TASKS AND EXERCISES:
1 – Answer these questions from the AP Physics 1 torque guide:
(a) In the formula τ = rF sin θ, what does θ stand for?
(b) What is the torque when a force's line of action passes through the pivot?
(c) Which sign does the guide give to counterclockwise torque?
2 – Extend the AP Physics 1 torque guide past its last sentence, keeping its style and format.

PROVIDED TEXT:
_ _ _ _ _
Torque Calculations to Know for AP Physics 1 (2025)

1. What You Need to Know

Torque is the rotational “push” that causes an object to start rotating, speed up its rotation, slow down, or change its rotational direction. On AP Physics 1, torque calculations show up in:

• Static equilibrium (beams, ladders, sign/hanging mass problems)
• Rotational dynamics (finding \alpha using \sum \tau = I\alpha)
• Rolling motion (torque from friction causing rolling)
• Pulleys with rotational inertia (tensions create net torque)

Core definition (the one you must know cold)

Torque about a chosen pivot/axis is the cross product:

\vec{\tau} = \vec{r} \times \vec{F}

• \vec{r}: vector from the pivot to the point where the force acts
• Magnitude:

\tau = rF\sin\theta

where \theta is the angle between \vec{r} and \vec{F}.

The “lever arm” version (fastest for AP problems)

\tau = F d

• d is the perpendicular distance (moment arm) from the pivot to the force’s line of action.

Critical reminder: If the force’s line of action passes through the pivot, then d=0 and the torque is zero even if the force is huge.

Why sign matters (CCW vs CW)

In 2D AP problems, you’ll assign a sign:

• Counterclockwise (CCW) torque: positive
• Clockwise (CW) torque: negative

You must be consistent within a problem.
_ _ _ _ _
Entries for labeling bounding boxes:
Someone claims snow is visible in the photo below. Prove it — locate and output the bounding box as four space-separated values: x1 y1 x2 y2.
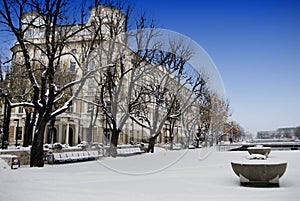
0 148 300 201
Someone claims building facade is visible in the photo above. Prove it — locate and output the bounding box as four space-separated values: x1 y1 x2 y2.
1 6 190 146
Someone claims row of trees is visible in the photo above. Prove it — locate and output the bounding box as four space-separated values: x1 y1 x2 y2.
0 0 227 167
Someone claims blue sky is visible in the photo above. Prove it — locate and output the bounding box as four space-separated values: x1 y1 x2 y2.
134 0 300 134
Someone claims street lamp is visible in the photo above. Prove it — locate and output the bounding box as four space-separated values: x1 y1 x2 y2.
14 119 20 147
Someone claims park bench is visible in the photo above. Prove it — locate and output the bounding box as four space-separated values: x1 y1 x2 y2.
117 146 144 156
48 151 100 164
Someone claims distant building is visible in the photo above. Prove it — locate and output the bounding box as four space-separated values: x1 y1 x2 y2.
256 127 297 139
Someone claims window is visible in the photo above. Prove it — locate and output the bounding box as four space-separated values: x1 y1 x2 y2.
70 61 76 72
71 49 77 54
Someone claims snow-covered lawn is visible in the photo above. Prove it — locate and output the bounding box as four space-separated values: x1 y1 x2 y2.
0 149 300 201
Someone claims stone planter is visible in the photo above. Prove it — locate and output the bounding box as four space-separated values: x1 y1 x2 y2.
231 159 287 187
247 146 271 156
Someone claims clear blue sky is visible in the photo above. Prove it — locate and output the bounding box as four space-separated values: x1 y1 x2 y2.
133 0 300 134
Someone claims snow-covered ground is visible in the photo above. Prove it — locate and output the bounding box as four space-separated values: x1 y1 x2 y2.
0 149 300 201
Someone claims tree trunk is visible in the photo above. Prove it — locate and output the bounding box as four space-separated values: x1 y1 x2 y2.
147 136 157 153
30 117 47 167
23 111 36 147
110 129 120 157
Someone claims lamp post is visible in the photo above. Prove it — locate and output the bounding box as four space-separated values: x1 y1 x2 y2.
14 119 19 147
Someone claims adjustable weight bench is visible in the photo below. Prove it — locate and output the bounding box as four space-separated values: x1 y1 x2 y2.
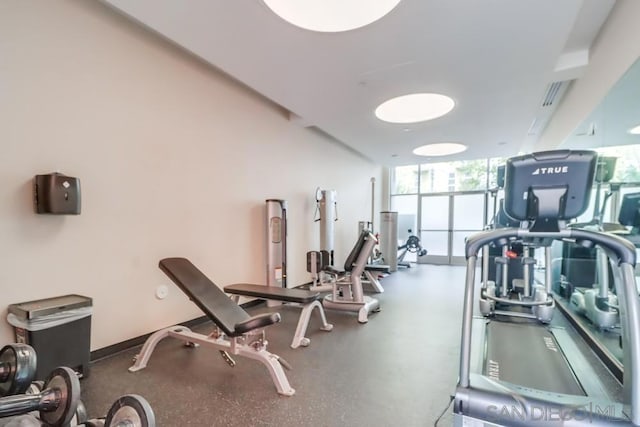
224 283 333 348
129 258 295 396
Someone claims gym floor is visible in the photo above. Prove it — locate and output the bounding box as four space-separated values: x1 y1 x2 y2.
76 264 621 427
81 265 464 427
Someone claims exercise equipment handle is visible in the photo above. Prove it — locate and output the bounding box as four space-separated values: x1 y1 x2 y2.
465 228 636 265
0 389 60 418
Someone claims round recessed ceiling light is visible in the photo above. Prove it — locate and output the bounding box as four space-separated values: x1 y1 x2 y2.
264 0 400 33
376 93 455 123
413 142 467 157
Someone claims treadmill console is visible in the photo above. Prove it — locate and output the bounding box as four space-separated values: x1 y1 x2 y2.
504 150 597 231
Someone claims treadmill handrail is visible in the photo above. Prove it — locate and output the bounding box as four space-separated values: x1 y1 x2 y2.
465 228 636 265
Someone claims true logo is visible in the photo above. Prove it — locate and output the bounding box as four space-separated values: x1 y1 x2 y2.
531 166 569 175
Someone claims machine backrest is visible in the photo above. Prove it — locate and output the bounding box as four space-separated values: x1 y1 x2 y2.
504 150 597 231
159 258 250 337
344 230 375 271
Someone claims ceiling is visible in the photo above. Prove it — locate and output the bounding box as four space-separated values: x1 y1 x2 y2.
104 0 615 166
562 56 640 149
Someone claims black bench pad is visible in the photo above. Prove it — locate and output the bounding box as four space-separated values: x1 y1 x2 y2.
159 258 280 337
224 283 320 304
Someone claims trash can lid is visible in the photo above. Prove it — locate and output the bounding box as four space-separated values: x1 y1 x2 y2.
8 294 92 319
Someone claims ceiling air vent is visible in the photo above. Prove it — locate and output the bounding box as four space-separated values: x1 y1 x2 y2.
542 82 565 107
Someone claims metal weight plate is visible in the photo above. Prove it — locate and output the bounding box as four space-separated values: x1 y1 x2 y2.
40 367 80 427
0 344 37 397
104 394 156 427
71 399 89 425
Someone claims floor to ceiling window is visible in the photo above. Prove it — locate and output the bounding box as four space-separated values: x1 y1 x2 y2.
391 159 504 264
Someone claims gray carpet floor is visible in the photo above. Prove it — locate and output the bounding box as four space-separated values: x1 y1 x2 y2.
81 265 464 427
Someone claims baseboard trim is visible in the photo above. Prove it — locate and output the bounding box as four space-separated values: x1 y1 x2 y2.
90 300 264 362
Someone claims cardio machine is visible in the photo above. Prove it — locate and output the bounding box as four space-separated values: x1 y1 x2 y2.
398 229 427 268
563 157 627 329
453 150 640 426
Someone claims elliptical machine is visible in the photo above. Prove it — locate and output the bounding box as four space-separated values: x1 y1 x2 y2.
398 229 427 268
569 157 626 329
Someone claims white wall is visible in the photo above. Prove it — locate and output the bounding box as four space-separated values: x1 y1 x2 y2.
0 0 382 349
536 0 640 150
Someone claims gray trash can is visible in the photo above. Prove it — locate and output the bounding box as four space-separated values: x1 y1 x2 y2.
7 295 92 380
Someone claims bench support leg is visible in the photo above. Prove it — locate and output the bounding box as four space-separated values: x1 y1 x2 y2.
364 270 384 294
129 326 296 396
291 300 333 348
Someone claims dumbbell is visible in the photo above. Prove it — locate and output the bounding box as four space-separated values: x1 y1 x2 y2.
81 394 156 427
0 344 37 397
0 367 80 427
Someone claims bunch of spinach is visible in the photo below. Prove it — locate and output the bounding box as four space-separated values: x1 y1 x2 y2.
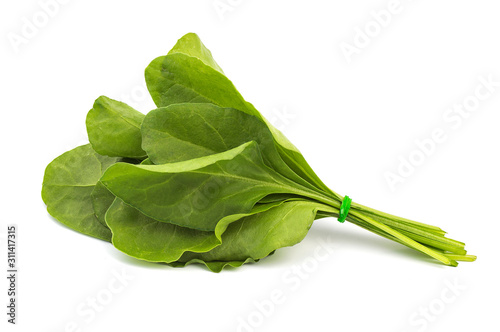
42 34 475 272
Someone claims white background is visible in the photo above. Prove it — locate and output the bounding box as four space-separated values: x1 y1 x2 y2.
0 0 500 332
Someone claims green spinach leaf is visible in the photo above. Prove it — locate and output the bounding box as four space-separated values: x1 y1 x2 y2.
42 144 120 241
86 96 147 159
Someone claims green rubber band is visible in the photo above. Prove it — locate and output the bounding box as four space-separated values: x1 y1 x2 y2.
338 195 352 222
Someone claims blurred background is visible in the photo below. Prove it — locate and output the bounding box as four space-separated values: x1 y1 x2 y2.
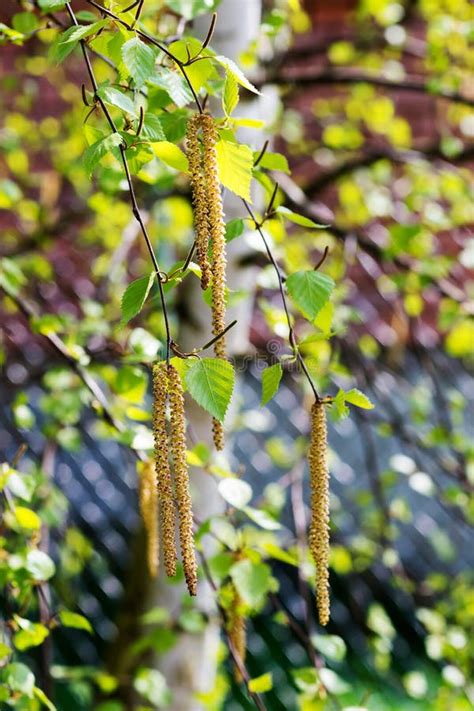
0 0 474 711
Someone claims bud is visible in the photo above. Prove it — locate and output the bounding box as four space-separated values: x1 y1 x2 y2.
308 402 329 625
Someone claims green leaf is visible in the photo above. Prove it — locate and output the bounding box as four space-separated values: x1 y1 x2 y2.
225 217 245 242
185 358 235 422
249 672 273 694
0 257 26 295
122 37 155 88
214 55 260 94
120 272 155 326
261 363 283 406
62 20 109 44
25 549 56 581
13 617 49 652
15 506 41 531
318 667 352 696
4 662 35 699
166 0 220 20
140 113 166 141
344 388 374 410
97 86 138 116
253 151 290 173
38 0 66 12
168 37 219 93
82 133 123 175
276 205 329 229
230 560 271 607
150 67 193 108
0 642 12 660
133 669 171 708
151 141 189 173
216 140 253 201
286 271 335 321
33 686 56 711
59 610 94 634
222 72 239 116
217 477 252 509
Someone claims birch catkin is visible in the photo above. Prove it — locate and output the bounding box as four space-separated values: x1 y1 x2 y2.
168 365 197 595
308 402 329 625
153 363 176 577
227 586 247 683
200 114 227 450
186 114 211 289
138 460 159 578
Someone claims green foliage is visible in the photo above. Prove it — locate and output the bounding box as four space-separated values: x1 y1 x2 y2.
185 358 235 422
286 271 334 320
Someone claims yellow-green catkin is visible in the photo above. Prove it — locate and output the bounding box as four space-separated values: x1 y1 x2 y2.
168 365 197 595
227 587 247 683
308 402 329 625
138 459 160 578
200 114 227 450
153 363 176 577
186 114 211 289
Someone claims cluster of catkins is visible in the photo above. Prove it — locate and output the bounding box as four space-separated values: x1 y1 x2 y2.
308 401 329 625
186 114 226 450
150 363 197 595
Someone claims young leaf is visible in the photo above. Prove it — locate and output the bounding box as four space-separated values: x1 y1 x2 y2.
166 0 219 20
276 207 329 229
261 363 283 407
286 271 335 321
97 86 138 116
214 55 260 94
216 141 253 201
141 113 166 141
249 672 273 694
82 133 123 175
217 477 252 509
225 217 245 242
151 141 189 173
344 388 374 410
122 37 155 88
150 67 193 108
62 20 108 44
59 610 93 634
230 560 271 607
185 358 235 422
120 272 155 326
222 72 239 116
253 151 290 173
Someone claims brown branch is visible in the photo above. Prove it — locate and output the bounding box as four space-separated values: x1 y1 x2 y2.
254 67 474 106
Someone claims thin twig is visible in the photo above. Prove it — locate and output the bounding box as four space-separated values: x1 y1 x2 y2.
242 198 321 402
66 2 171 363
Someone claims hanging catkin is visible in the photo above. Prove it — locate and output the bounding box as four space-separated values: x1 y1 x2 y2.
200 114 227 450
186 114 211 289
227 586 247 683
138 460 159 578
168 365 197 595
153 363 176 577
308 402 329 625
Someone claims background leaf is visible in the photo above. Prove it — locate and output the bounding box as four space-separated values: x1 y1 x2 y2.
122 37 155 88
261 363 283 406
120 272 155 325
286 271 335 320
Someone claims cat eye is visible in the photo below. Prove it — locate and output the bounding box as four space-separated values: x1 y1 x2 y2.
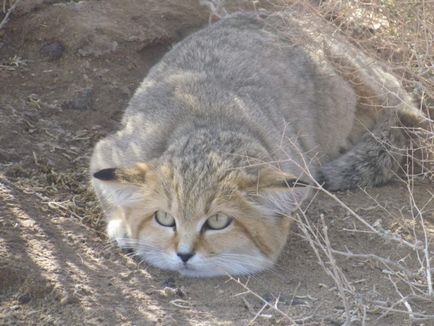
204 213 232 230
154 211 176 227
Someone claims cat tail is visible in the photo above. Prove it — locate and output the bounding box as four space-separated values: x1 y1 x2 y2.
318 40 428 191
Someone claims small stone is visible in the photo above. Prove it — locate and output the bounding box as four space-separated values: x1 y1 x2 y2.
39 42 65 61
18 293 32 304
162 277 176 288
161 286 176 298
62 88 93 111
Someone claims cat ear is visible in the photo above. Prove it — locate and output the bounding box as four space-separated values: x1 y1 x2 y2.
93 163 150 206
240 167 309 191
93 163 150 185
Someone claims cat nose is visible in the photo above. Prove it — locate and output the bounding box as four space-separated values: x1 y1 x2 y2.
176 252 194 263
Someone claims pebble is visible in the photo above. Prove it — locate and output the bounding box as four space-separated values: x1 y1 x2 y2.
62 88 93 111
39 42 65 61
18 293 32 304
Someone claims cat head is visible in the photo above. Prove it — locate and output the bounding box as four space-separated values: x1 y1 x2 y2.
94 154 305 277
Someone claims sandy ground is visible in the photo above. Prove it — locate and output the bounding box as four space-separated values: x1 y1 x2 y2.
_ _ _ _ _
RESPONSES FOR EACH TASK:
1 –
(a) θ is the angle between r and F.
(b) The torque is zero, because d = 0, even if the force is huge.
(c) Counterclockwise torque is positive.

2 –
2. Step-by-Step Breakdown

A) How to compute torque from a force (most common skill)

1. Choose the pivot/axis you’re taking torque about.

2. Draw \vec{r} from pivot to where the force acts.

3. Find the component of force perpendicular to \vec{r}:

   • F_\perp = F\sin\theta

4. Compute magnitude:

   \tau = rF\sin\theta = rF_\perp

   or use \tau = Fd if you can identify the moment arm d quickly.

5. Assign a sign (CCW +, CW -) by imagining the rotation the force alone would cause.

Mini-check: If the force is applied at the pivot or directly toward/away from the pivot (so \theta = 0 or 180^\circ), then \tau=0.

B) How to solve static equilibrium torque problems (beams/ladders)

For an object not rotating and not accelerating:

\sum F_x = 0,\quad \sum F_y = 0,\quad \sum \tau = 0

Procedure:

1. Draw a clean FBD (include weights at centers of mass!).
2. Pick a pivot that eliminates the most unknown forces (forces at the pivot contribute zero torque about that pivot).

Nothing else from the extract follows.